◆ **WRITTEN REQUEST**
Can you find every line in the records below that contains the word "paint" and copy each of those lines out in full?
---+---
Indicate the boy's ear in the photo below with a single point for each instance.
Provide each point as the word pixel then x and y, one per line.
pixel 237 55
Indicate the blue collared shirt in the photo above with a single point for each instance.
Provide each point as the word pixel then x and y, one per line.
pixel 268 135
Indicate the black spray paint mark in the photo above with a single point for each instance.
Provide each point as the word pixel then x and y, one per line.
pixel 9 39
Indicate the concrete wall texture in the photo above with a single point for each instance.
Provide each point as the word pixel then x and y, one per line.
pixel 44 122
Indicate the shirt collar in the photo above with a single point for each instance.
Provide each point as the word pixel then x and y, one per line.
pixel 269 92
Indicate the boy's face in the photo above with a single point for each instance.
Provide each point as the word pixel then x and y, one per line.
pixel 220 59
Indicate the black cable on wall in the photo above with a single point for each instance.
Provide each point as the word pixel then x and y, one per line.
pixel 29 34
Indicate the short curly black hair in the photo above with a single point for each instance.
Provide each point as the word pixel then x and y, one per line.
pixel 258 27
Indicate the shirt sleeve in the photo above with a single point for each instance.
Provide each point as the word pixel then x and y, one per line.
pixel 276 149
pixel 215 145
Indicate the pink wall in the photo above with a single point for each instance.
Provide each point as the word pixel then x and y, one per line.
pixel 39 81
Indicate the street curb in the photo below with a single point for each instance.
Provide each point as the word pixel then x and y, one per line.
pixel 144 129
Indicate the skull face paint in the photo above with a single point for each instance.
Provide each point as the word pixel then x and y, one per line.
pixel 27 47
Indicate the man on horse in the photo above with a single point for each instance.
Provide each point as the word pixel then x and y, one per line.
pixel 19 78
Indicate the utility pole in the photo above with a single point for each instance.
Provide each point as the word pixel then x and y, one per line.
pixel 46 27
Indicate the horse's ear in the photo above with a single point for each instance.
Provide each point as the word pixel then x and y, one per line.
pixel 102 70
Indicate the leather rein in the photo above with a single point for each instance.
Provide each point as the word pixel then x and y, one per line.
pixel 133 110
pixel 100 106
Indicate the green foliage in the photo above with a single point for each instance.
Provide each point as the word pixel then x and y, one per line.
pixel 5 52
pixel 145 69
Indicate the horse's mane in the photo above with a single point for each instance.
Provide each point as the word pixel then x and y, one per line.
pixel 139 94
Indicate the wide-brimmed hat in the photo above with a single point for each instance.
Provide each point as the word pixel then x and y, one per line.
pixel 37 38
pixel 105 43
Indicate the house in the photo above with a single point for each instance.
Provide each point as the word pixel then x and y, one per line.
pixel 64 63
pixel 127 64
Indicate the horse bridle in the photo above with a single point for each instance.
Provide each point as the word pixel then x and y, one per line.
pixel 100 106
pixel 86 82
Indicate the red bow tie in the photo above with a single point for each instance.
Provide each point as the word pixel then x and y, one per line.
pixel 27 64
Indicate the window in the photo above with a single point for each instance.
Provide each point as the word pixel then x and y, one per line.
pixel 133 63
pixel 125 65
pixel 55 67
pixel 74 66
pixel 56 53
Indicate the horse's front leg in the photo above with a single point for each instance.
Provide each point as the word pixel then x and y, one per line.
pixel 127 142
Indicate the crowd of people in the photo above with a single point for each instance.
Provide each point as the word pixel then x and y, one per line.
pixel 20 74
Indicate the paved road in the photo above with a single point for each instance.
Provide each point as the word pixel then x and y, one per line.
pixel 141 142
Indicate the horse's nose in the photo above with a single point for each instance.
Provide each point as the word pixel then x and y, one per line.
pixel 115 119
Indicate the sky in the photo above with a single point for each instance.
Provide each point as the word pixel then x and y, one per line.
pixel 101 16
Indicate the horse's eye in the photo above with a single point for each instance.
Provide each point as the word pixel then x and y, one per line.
---+---
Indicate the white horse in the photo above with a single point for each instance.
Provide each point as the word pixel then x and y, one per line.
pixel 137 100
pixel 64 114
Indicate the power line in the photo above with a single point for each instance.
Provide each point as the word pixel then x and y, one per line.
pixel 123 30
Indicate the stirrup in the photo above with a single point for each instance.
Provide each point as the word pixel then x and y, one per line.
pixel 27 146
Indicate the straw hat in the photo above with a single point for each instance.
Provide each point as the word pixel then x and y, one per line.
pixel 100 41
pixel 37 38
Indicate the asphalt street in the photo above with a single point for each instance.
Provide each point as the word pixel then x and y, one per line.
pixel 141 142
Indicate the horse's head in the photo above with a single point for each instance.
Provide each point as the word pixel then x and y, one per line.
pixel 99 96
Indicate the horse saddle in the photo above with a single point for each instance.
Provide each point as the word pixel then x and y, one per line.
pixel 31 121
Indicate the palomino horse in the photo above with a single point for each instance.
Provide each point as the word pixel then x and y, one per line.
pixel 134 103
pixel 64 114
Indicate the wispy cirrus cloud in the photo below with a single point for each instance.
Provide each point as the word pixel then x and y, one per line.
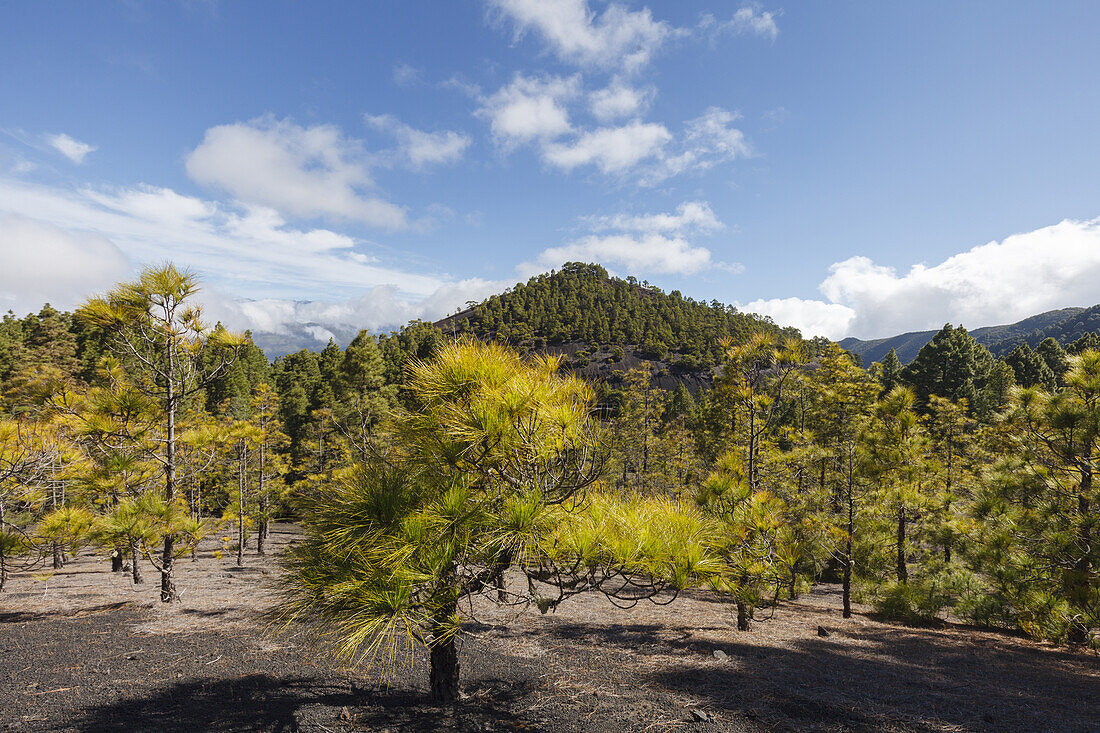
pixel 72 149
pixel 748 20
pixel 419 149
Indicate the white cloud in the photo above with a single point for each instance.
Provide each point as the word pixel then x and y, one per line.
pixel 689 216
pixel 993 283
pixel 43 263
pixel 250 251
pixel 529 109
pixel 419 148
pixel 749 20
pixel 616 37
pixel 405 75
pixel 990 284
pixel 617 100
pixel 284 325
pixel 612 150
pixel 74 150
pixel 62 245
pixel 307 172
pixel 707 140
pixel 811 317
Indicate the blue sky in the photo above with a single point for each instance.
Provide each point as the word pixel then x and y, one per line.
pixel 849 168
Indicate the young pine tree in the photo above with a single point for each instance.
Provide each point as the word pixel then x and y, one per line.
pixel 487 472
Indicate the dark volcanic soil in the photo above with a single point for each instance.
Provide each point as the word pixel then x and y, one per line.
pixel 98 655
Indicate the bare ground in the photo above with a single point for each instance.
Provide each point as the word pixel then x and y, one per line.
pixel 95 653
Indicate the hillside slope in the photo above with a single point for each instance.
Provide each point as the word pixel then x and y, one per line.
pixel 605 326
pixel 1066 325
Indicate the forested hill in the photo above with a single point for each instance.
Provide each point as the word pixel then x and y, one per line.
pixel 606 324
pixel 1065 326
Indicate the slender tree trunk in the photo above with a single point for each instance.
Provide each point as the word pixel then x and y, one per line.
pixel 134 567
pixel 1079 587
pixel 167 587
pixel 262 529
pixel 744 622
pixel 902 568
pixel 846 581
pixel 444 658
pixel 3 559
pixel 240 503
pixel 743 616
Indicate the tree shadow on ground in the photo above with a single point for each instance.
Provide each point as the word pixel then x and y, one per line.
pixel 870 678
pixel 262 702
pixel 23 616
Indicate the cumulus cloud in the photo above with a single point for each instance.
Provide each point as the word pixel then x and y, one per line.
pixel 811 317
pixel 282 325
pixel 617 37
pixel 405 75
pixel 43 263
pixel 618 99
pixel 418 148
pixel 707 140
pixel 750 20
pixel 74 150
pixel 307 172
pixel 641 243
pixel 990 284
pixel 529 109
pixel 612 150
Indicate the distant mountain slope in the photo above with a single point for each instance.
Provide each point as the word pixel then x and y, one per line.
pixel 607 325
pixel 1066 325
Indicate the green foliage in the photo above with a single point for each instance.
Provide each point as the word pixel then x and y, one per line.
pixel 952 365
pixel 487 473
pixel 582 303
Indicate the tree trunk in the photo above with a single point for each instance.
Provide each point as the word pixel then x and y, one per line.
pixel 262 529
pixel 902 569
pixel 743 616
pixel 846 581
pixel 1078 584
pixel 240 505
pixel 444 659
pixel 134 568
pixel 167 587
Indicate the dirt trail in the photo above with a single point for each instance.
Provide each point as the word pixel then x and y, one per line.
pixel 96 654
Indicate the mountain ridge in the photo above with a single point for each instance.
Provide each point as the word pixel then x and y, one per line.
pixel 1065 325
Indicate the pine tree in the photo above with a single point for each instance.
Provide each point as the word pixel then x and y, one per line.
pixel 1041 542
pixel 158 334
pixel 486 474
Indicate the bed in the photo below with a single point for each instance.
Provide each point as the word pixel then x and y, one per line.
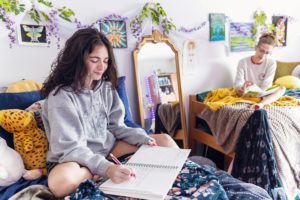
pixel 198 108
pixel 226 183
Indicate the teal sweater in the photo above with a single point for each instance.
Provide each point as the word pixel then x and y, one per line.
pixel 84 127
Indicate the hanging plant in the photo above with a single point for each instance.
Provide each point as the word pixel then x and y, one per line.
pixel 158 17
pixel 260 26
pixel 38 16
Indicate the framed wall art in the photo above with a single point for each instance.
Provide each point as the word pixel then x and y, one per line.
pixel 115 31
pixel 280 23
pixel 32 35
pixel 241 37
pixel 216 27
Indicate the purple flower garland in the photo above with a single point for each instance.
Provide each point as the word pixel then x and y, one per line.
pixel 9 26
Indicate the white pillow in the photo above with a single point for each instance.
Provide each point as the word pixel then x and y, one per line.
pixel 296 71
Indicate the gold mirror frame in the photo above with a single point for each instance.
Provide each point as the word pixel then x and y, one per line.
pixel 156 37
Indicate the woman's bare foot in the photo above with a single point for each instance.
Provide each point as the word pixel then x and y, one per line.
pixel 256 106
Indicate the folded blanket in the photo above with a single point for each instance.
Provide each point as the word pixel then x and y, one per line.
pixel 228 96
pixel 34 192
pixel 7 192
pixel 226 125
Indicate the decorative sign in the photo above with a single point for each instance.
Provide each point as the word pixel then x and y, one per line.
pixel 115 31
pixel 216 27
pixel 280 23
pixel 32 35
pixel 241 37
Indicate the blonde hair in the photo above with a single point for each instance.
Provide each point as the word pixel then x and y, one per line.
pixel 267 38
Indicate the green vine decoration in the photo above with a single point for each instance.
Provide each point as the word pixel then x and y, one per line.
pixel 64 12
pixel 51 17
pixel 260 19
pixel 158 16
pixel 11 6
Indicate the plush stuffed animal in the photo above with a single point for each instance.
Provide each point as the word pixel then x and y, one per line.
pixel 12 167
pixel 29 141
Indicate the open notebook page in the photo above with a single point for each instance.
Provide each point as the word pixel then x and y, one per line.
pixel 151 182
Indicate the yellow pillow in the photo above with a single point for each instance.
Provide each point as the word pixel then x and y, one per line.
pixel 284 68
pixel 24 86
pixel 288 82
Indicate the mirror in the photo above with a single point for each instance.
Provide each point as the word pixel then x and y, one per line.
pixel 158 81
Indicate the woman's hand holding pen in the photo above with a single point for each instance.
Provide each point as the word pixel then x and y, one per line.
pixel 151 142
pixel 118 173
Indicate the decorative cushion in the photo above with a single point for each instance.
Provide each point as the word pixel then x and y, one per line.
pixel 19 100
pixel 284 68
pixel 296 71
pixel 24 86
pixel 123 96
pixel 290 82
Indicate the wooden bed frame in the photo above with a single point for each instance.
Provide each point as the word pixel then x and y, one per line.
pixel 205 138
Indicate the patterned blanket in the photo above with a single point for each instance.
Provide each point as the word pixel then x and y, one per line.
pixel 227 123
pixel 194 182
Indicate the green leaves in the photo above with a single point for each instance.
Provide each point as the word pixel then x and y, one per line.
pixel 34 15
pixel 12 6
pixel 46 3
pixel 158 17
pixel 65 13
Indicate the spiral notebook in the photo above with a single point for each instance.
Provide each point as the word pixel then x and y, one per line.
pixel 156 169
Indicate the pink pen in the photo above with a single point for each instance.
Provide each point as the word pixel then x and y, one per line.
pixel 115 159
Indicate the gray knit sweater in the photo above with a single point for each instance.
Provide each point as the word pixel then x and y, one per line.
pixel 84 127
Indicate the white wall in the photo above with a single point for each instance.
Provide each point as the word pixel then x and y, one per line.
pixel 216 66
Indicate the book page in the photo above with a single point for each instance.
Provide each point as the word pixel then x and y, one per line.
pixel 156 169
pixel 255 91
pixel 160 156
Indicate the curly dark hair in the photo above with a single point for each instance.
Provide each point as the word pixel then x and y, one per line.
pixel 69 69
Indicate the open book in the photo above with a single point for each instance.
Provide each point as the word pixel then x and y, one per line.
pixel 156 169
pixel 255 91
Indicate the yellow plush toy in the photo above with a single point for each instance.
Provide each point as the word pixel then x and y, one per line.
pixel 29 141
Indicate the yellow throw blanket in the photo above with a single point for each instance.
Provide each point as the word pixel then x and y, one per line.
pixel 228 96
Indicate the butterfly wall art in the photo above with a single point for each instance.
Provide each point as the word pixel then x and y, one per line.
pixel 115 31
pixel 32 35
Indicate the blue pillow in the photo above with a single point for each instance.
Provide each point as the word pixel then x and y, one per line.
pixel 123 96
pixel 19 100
---+---
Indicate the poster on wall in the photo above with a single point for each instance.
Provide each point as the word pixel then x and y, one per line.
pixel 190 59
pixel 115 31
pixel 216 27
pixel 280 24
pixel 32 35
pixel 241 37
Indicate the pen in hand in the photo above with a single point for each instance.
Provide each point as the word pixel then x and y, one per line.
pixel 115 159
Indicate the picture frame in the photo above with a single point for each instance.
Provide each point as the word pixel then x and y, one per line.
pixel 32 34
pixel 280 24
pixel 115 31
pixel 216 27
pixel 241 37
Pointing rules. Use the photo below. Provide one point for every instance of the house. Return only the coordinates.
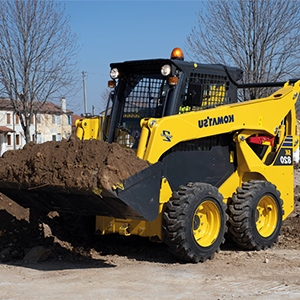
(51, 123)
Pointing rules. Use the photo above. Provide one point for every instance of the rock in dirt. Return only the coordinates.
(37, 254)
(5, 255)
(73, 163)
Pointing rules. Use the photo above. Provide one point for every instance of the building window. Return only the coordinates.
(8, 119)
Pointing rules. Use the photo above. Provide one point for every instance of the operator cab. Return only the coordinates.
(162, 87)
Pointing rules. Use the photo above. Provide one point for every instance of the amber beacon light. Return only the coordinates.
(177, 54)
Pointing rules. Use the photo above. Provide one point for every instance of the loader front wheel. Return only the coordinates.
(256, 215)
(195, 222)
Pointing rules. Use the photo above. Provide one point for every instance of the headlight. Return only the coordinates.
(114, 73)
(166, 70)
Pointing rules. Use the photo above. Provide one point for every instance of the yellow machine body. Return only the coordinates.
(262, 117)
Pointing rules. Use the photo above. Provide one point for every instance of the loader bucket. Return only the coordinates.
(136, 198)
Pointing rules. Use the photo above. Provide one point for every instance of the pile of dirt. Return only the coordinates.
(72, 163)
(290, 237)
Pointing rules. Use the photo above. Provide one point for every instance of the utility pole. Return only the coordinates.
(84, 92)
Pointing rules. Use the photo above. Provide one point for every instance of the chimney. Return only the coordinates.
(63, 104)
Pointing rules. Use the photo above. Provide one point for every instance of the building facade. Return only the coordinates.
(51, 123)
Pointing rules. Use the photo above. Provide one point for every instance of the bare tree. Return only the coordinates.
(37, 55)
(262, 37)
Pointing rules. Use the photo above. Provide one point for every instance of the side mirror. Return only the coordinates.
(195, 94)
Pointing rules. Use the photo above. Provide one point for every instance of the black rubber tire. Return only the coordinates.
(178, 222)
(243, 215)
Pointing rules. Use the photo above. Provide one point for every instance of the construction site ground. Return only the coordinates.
---+---
◆ **OUTPUT FOR THIS TASK**
Indicate the black spray paint mark in the photo above with a single point for each instance.
Indicate the skull face paint in the photo above with a single point for each instance.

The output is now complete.